(Collected data entries)
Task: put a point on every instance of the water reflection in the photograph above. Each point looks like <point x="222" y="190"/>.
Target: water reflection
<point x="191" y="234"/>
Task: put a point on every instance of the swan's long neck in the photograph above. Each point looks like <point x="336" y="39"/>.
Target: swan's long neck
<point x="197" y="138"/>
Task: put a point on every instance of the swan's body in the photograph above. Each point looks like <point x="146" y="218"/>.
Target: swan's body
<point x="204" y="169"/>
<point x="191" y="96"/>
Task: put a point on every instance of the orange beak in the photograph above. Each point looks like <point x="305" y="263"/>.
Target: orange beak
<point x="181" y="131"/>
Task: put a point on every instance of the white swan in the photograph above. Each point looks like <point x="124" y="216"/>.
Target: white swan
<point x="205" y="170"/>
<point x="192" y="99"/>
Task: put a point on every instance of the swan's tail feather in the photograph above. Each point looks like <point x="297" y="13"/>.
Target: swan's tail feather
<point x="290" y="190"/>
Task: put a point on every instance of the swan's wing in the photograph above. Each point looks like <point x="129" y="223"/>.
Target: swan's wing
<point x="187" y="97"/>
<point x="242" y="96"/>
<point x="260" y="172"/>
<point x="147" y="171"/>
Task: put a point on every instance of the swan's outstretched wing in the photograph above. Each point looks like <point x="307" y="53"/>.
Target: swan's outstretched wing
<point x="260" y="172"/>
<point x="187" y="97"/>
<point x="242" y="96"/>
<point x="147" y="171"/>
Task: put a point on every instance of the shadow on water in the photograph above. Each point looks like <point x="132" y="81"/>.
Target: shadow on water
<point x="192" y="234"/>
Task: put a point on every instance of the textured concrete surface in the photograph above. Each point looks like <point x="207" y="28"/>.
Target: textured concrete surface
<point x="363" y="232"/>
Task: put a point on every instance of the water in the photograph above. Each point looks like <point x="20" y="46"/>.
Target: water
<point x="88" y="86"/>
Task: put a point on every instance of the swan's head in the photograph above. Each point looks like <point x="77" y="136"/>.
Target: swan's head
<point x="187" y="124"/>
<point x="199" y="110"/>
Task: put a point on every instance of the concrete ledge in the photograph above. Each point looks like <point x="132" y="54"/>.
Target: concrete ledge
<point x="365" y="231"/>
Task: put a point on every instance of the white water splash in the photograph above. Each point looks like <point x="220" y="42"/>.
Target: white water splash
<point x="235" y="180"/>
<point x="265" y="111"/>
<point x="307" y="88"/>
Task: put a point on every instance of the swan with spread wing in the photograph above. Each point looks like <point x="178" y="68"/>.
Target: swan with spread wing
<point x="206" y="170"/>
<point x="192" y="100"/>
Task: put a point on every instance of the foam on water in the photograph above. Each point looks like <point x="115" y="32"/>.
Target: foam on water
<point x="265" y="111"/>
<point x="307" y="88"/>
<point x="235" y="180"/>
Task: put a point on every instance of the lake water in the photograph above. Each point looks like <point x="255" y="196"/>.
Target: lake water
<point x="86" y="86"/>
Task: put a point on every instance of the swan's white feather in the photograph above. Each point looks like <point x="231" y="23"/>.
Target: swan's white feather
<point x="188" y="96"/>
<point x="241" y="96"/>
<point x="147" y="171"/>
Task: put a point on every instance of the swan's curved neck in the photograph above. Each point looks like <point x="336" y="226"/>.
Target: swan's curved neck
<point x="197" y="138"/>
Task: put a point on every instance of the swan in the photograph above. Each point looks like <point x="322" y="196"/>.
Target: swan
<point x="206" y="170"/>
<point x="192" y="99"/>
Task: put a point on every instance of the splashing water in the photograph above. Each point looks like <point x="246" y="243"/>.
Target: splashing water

- **WHAT YOU WILL DO**: Quote only the lines from the line containing "Task: put a point on every instance of the concrete" through the end of the entries, keeping the first and the last.

- **RESULT OF THIS EXERCISE**:
Task: put a point on every instance of the concrete ledge in the photograph above. Each point looks like <point x="132" y="54"/>.
Target: concrete ledge
<point x="365" y="231"/>
Task: put a point on every instance of the white water splash in the photograph above. Each point looks like <point x="220" y="42"/>.
Target: white water splash
<point x="235" y="180"/>
<point x="265" y="111"/>
<point x="307" y="88"/>
Task: put a point on every instance of the swan with spread wing in the photograph above. Each point looks like <point x="178" y="68"/>.
Target: swan with spread wing
<point x="206" y="170"/>
<point x="192" y="100"/>
Task: put a point on every instance of the foam on water in the photograph above. Each point looks like <point x="115" y="32"/>.
Target: foam on water
<point x="265" y="111"/>
<point x="307" y="88"/>
<point x="235" y="180"/>
Task: put a point on every instance of the lake water in the photograph above. Each point looks like <point x="255" y="196"/>.
Target: lake water
<point x="86" y="86"/>
Task: put a point on every instance of the swan's white feather in the photograph above. Each point looks like <point x="231" y="23"/>.
Target: swan's white feather
<point x="188" y="96"/>
<point x="241" y="96"/>
<point x="147" y="171"/>
Task: put a point on every instance of the swan's curved neck in the photograph above. Each point looks like <point x="336" y="226"/>.
Target: swan's curved neck
<point x="197" y="138"/>
Task: put a point on every instance of the swan in the photograph above. Each point looks like <point x="322" y="196"/>.
Target: swan
<point x="206" y="170"/>
<point x="192" y="99"/>
Task: put a point on every instance of the splashing water in the photograph above. Each point looks like <point x="246" y="243"/>.
Target: splashing water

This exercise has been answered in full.